▸ **READING PASSAGE**:
Evidence might be brought forward against the belief in God but the religious man could reply there was a chance (however small it might appear) that he was right, and on the strength of this chance and by the demands of his passional nature, he intended to regulate his life on the assumption that the religious hypothesis was the true one.
R H Thouless

Thouless is at least honest if this is the basis of his belief, but it ought not to be good enough for a scientist. Scientists do not accept things on the basis of incalculably tiny possibilities, but rather begin with skepticism about such things precisely to exclude the unlikely from pressing into their time and wasting it. Nor should this argument be good enough for anyone religiously inclined because it is a gamble, and not even a good one, and religious folk have always set themselves against gambling as irresponsible and ungodly. A great scientist, Einstein, said God does not play dice, but evidently Christians think He does! Moreover, anyone who nevertheless based their life on this argument with its low possibility of success, ought to be more circumspect about foisting this weakly held belief on to others.

Thouless ends up justifying his unscientific belief on the ground that it rationalises experiences. Yet the experiences discussed in his book are all capable of a full explanation by psychology without any recourse to God. The myth of God might rationalize all of the experiences he discusses but it is not needed and it is no good. He even claims that the rationalization is validated because it explains more than one type of experience:

When different experiences covering a wide range of rationalizations, which are all essentially the same, the probability of error is less.

It is absurd and fallacious. The hypothesis of God explains everything, and at one time when religion was all powerful, it did in practice. Strange that it coincided with the times of utmost misery in the depths of the Dark Ages. God is not an explanation. You might as well say the hypothesis of Humpty Dumpty explains everything. It explains nothing.

▸ **WORK INSTRUCTIONS**:
[A] From the passage on Thouless's belief, copy word for word the part starting with "When different experiences" and going on through "It explains nothing.".
[B] In the passage on Thouless's belief, what does Einstein say about God?
[C] List every person or figure that the passage on Thouless's belief names with a proper name.
The data after this has no connection to the passage on Thouless's belief.

▸ **PROVIDED DATA**:

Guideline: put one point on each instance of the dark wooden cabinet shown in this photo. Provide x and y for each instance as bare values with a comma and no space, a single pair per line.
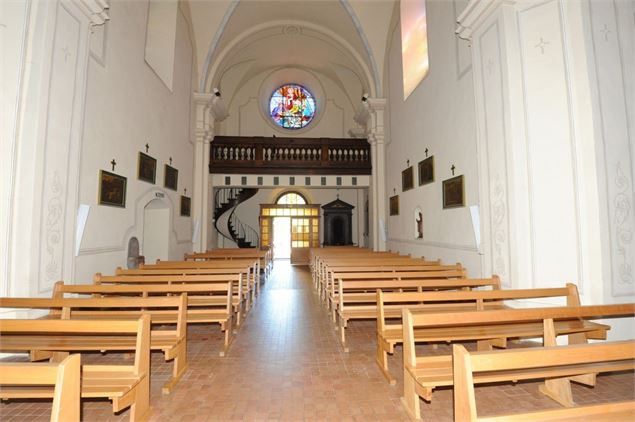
338,223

▸ **ANSWERS TO THE TASKS**:
[A]
When different experiences covering a wide range of rationalizations, which are all essentially the same, the probability of error is less.

It is absurd and fallacious. The hypothesis of God explains everything, and at one time when religion was all powerful, it did in practice. Strange that it coincided with the times of utmost misery in the depths of the Dark Ages. God is not an explanation. You might as well say the hypothesis of Humpty Dumpty explains everything. It explains nothing.

[B] God does not play dice.

[C] R H Thouless, Einstein, God, Humpty Dumpty